The block above contains a definition of signal (its descriptor). For more details about the descriptor contents, see the signal page.

Then we have to define and export `do_get_model_descriptors`

and `do_get_signal_descriptors`

functions:

const std::array<scgms::TModel_Descriptor, 1> model_descriptors = { { example_discrete_model::desc } };
const std::array<scgms::TSignal_Descriptor, 1> signal_descriptors = { { example_discrete_model::saw_signal_desc } };
HRESULT IfaceCalling do_get_model_descriptors(scgms::TModel_Descriptor **begin, scgms::TModel_Descriptor **end) {
return do_get_descriptors(model_descriptors, begin, end);
}
HRESULT IfaceCalling do_get_signal_descriptors(scgms::TSignal_Descriptor **begin, scgms::TSignal_Descriptor **end) {
return do_get_descriptors(signal_descriptors, begin, end);
}

The last step is to implement the factory method `do_create_discrete_model`

:

HRESULT IfaceCalling do_create_discrete_model(const GUID *model_id, scgms::IModel_Parameter_Vector *parameters, scgms::IFilter *output, scgms::IDiscrete_Model **model) {
if (*model_id == example_discrete_model::model_id) {
return Manufacture_Object<CExample_Discrete_Model>(model, parameters, output);
}
return E_NOTIMPL;
}

= YOUR OBJECTIVE =
In the code walkthrough above, what value does `do_create_discrete_model` return when the model ID does not match `example_discrete_model::model_id`?

= PROVIDED RECORDS =
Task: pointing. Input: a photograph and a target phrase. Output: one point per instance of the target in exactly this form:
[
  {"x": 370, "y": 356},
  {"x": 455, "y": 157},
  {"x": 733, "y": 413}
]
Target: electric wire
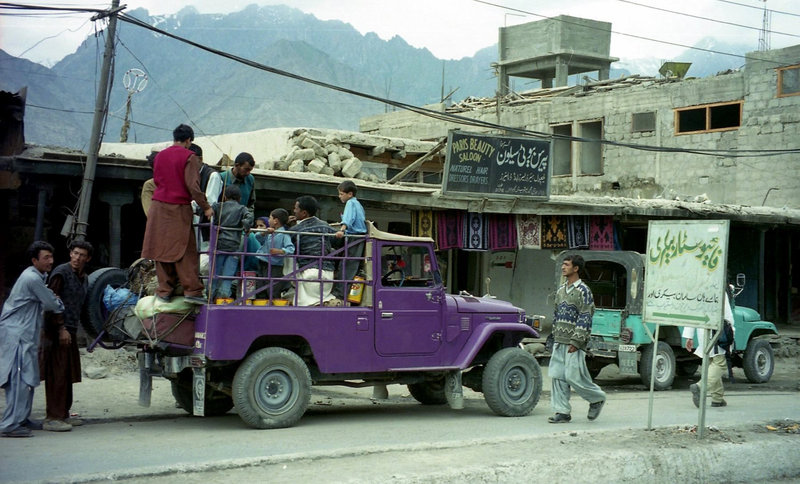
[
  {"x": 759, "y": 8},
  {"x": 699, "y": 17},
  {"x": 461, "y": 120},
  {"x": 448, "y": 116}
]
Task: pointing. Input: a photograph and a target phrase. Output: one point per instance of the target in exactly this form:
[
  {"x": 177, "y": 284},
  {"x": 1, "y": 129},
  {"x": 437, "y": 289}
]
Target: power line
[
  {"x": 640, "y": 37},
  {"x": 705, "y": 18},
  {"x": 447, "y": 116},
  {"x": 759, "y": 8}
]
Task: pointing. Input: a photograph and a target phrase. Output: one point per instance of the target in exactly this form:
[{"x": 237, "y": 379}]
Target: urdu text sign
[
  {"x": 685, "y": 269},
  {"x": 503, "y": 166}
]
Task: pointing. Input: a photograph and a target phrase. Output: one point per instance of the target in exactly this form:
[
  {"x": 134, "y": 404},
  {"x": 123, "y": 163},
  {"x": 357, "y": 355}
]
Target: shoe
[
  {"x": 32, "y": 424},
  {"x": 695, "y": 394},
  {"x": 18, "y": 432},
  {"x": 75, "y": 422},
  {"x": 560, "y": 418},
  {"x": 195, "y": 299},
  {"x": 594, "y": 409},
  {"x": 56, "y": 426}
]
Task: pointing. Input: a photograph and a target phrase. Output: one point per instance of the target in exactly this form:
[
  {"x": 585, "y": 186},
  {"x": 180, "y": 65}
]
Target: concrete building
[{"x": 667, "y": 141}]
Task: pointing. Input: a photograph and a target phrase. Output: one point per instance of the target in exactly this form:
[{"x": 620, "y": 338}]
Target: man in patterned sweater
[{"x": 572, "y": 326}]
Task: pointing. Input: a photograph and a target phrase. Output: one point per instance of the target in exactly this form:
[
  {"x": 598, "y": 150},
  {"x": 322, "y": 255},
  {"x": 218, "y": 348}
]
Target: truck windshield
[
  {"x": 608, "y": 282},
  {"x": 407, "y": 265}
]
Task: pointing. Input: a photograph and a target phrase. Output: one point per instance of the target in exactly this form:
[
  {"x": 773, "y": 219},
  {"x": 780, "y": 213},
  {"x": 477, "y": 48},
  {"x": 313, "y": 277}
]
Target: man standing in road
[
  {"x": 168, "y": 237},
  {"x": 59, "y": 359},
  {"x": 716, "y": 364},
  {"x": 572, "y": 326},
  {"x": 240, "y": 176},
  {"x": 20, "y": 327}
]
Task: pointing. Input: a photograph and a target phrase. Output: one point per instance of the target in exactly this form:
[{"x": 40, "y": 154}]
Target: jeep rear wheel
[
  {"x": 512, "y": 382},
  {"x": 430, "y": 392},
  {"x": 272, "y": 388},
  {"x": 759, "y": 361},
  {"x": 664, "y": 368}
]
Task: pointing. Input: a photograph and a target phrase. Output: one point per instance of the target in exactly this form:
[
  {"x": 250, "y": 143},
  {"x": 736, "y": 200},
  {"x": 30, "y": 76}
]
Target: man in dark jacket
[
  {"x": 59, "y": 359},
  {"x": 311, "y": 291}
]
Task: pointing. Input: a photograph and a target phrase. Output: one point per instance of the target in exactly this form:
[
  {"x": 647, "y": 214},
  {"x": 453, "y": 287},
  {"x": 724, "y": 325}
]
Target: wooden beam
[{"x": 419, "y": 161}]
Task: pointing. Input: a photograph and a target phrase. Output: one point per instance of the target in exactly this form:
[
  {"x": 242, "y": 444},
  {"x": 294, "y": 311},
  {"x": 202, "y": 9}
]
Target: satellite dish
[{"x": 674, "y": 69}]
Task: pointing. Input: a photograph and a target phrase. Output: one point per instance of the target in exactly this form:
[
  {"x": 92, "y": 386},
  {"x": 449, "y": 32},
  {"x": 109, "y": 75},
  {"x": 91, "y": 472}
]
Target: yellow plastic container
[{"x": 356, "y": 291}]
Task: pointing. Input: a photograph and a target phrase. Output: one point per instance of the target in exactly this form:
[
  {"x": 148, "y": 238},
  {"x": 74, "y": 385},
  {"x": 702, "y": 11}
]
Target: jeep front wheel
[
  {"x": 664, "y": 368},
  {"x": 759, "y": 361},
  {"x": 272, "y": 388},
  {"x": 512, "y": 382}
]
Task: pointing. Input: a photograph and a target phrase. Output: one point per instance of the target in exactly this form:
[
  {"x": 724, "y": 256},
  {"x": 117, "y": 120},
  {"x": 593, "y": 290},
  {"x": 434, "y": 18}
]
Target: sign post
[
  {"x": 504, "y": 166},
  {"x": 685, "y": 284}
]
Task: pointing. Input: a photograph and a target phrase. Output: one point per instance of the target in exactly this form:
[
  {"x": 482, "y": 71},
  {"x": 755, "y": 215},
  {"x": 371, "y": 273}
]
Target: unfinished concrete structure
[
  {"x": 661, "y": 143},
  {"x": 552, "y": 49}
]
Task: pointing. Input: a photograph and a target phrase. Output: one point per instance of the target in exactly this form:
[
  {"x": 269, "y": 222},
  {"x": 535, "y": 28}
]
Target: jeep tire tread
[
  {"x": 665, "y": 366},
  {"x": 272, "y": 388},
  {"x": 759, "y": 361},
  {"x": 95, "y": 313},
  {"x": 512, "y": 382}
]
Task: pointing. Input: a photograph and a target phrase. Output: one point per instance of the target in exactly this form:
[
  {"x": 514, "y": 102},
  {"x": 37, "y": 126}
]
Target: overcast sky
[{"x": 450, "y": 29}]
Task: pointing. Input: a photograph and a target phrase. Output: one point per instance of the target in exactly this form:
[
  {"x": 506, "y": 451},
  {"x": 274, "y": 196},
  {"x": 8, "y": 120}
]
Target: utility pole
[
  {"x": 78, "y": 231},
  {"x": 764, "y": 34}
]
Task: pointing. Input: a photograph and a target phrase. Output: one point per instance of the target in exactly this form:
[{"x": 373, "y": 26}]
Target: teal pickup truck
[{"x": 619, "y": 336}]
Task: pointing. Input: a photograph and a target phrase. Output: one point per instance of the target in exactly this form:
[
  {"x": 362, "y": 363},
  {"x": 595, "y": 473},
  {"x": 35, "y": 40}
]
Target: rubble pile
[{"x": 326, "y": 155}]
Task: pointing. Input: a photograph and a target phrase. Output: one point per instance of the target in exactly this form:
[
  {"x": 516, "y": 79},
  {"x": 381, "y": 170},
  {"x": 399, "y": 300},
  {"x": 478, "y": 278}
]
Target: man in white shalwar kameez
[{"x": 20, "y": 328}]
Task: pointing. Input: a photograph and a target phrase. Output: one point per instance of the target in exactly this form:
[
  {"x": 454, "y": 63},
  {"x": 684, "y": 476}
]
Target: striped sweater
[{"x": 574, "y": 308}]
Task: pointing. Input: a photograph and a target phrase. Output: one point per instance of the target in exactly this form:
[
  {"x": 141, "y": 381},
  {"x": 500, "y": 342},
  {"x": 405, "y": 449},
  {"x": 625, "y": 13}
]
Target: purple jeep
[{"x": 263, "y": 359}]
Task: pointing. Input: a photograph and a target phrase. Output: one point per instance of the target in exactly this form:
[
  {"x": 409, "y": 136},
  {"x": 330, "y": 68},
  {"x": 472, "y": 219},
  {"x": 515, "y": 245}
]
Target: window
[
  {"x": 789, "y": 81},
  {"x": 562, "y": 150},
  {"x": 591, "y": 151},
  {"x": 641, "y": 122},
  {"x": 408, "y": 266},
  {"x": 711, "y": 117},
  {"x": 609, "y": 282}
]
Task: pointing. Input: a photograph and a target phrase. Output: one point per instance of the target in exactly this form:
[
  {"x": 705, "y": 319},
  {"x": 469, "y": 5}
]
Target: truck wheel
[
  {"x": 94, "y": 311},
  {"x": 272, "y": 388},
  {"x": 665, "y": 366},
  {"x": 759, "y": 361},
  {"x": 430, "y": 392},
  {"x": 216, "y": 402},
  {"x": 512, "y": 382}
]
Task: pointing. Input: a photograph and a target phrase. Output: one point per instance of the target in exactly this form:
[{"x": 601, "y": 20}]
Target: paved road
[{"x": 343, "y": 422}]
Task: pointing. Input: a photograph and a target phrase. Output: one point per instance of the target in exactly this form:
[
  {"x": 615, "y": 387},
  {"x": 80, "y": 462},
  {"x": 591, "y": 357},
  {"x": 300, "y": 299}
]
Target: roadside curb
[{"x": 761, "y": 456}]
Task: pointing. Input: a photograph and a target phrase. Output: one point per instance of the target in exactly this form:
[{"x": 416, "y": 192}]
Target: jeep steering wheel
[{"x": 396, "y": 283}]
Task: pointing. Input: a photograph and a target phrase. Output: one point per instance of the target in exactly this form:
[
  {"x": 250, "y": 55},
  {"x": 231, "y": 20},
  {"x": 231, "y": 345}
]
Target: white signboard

= RESPONSE BELOW =
E_NOTIMPL